Dataset excerpt ::
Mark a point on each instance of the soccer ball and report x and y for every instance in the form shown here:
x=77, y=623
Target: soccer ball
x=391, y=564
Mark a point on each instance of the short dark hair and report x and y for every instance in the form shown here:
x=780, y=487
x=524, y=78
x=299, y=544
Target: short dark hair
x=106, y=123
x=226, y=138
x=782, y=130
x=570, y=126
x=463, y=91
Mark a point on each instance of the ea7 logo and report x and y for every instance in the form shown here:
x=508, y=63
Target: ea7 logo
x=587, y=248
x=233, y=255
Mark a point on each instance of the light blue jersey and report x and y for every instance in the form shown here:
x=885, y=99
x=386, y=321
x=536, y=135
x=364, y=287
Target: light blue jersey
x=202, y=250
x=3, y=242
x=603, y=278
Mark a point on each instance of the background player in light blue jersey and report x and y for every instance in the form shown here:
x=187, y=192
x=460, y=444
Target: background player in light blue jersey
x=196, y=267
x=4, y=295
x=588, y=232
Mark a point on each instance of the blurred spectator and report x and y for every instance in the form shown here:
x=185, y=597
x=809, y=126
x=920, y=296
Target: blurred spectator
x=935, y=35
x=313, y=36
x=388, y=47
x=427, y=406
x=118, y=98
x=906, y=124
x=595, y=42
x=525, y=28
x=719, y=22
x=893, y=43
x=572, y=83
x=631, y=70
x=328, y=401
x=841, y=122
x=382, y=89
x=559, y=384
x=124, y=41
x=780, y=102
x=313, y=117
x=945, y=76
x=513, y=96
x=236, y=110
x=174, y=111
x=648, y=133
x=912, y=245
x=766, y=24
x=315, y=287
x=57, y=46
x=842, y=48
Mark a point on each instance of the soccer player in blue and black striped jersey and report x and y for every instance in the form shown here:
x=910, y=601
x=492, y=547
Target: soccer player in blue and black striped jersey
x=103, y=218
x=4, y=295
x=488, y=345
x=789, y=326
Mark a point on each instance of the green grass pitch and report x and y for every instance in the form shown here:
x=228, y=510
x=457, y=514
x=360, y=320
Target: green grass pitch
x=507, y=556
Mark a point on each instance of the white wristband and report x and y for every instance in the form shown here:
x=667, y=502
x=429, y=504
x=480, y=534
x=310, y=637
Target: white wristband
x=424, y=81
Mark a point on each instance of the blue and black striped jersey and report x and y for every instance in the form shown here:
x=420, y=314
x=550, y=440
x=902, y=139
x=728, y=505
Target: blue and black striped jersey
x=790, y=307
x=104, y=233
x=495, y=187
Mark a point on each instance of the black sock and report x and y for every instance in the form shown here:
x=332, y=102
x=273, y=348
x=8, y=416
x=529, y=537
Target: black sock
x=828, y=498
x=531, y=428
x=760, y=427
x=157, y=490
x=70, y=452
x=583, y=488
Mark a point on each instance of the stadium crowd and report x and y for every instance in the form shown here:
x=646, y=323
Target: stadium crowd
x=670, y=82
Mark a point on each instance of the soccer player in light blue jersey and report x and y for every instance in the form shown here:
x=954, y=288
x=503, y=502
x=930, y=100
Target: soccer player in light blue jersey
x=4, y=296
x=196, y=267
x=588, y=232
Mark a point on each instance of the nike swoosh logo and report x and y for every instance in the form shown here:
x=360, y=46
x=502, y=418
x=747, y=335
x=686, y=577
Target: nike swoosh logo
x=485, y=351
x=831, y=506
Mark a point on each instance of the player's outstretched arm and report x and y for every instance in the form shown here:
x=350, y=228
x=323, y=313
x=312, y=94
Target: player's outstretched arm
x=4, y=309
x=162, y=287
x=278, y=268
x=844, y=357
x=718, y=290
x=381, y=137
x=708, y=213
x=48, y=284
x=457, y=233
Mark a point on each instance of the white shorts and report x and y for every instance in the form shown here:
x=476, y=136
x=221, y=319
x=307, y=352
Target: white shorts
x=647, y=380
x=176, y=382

Aim of the task :: Reproduce the listing lines starting at the one containing "Mark a point on each instance of the nike" and ending at the one containing "x=831, y=506", with "nike swoosh logo" renamed to "swoosh emblem" and everything else left unchanged.

The response ::
Mark a point on each instance of the swoosh emblem and report x and y for every instance in the form shown here:
x=360, y=46
x=502, y=418
x=747, y=335
x=686, y=577
Target: swoosh emblem
x=485, y=351
x=831, y=506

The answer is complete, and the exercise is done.